WHAT TO PRODUCE: Please return the lines, both ends included, that run from the one containing "ostrich beak in the photo above." to the last line of the data below, exactly and alone.

══ DATA SHOWN ══

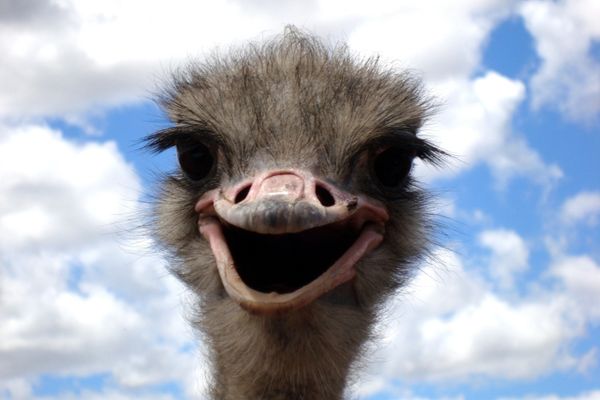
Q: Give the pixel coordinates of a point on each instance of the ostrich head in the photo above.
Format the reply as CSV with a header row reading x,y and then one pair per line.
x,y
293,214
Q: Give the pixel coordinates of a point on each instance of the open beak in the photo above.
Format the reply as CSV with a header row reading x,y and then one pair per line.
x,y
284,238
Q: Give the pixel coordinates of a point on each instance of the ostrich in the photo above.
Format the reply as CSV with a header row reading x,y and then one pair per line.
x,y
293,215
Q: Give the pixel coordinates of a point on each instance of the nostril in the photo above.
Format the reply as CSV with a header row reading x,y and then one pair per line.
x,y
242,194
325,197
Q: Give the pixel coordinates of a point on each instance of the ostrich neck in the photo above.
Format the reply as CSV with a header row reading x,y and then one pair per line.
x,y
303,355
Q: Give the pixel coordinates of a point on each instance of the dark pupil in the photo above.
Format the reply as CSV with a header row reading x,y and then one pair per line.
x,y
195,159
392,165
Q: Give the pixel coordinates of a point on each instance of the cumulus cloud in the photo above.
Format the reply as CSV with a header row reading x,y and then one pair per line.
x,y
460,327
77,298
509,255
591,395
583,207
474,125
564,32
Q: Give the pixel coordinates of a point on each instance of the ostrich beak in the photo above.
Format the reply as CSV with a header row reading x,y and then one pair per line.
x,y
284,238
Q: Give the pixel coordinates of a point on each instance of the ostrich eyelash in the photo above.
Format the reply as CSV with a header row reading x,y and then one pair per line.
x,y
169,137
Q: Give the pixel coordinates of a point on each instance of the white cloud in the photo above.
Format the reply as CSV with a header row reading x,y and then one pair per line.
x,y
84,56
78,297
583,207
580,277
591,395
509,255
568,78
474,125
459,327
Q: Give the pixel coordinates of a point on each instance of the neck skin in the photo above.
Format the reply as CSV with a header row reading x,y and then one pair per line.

═══

TASK RESULT:
Q: Give the pixel coordinates of a point on each instance of the ostrich beak in the photo above.
Format the reply as CSV with a header row reading x,y and then one pair per line.
x,y
284,238
Q: Give the pixel coordinates of a point on each instance of the ostrich eyelash in the photo above.
Format the reply as CSV with a header row reading x,y and then one pair per line.
x,y
169,137
Q: Give the pixel coordinates of a point on each instance of the white cloud in the photo above.
Format the reply as CSV with a header row reading x,y and then one pair per line.
x,y
84,56
78,297
583,207
580,277
591,395
509,255
568,78
474,125
459,327
Q: Give the pixel coordinates of a point on each instance of the neck skin in the photo above.
Format the reply as CSV with a header row reading x,y and then one pair per line.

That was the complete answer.